In the records below, find the line containing "Produce, for every" and the line containing "negative clicks: (1117, 282)"; please repeat exactly the lines from one to the other, both included, and nothing more.

→ **Supplied records**:
*-*-*

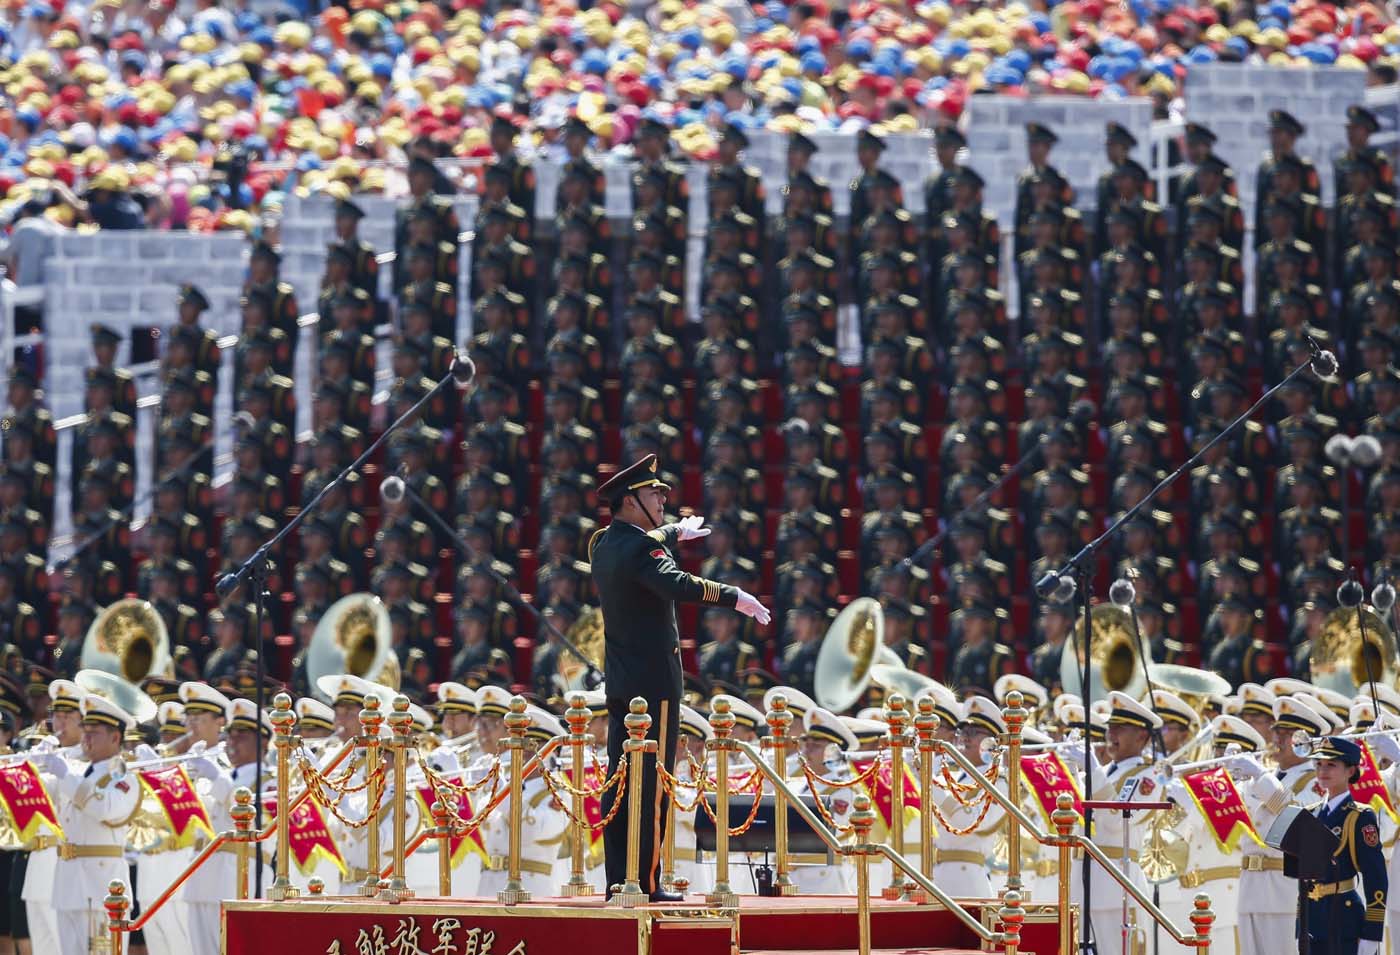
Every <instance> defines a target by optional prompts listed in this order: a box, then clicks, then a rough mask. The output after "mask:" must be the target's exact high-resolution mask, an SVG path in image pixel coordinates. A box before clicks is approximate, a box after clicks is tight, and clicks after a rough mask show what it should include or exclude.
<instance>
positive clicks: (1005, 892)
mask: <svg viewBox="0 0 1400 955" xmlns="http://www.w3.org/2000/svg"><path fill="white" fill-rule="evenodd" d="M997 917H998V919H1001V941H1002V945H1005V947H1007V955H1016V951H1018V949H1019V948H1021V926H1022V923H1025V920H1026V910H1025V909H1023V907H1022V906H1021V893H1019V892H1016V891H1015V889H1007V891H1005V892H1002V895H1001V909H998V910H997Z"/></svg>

*-*-*

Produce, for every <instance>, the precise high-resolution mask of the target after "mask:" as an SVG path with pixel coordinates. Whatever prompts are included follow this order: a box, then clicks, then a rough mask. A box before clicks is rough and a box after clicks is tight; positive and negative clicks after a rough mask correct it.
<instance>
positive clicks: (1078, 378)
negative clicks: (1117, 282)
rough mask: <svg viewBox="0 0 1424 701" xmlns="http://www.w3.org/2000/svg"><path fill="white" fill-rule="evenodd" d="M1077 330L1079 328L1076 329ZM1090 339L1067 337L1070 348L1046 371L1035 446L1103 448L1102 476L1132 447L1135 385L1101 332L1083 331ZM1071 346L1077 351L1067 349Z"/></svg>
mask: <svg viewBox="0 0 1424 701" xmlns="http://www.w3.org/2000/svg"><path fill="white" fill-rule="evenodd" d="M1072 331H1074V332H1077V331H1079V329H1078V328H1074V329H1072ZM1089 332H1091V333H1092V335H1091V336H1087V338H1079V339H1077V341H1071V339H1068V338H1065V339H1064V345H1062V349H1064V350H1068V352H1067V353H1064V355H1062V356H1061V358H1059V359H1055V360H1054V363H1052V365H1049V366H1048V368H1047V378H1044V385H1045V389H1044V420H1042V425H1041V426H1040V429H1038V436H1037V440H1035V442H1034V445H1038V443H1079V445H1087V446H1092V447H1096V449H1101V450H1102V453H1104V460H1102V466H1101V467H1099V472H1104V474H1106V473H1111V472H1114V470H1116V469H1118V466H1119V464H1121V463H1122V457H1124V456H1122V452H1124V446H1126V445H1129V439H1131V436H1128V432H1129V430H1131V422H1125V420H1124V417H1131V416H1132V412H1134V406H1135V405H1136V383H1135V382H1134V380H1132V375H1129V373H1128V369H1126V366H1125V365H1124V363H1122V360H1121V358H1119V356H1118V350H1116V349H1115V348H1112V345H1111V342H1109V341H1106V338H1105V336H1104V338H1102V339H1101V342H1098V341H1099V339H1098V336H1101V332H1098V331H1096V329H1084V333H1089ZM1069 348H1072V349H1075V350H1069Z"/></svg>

*-*-*

→ **Result of this exercise**:
Produce, for every <instance>, the precise high-resolution mask of the target after "mask:" as an SVG path with pixel coordinates. Whatever prompts are included follow this order: a box, then clicks, then a rough mask. A box before clicks is rough and a box after clicks is tight; positive and negative clicks after a rough mask correct it.
<instance>
positive clicks: (1078, 378)
negative clicks: (1117, 282)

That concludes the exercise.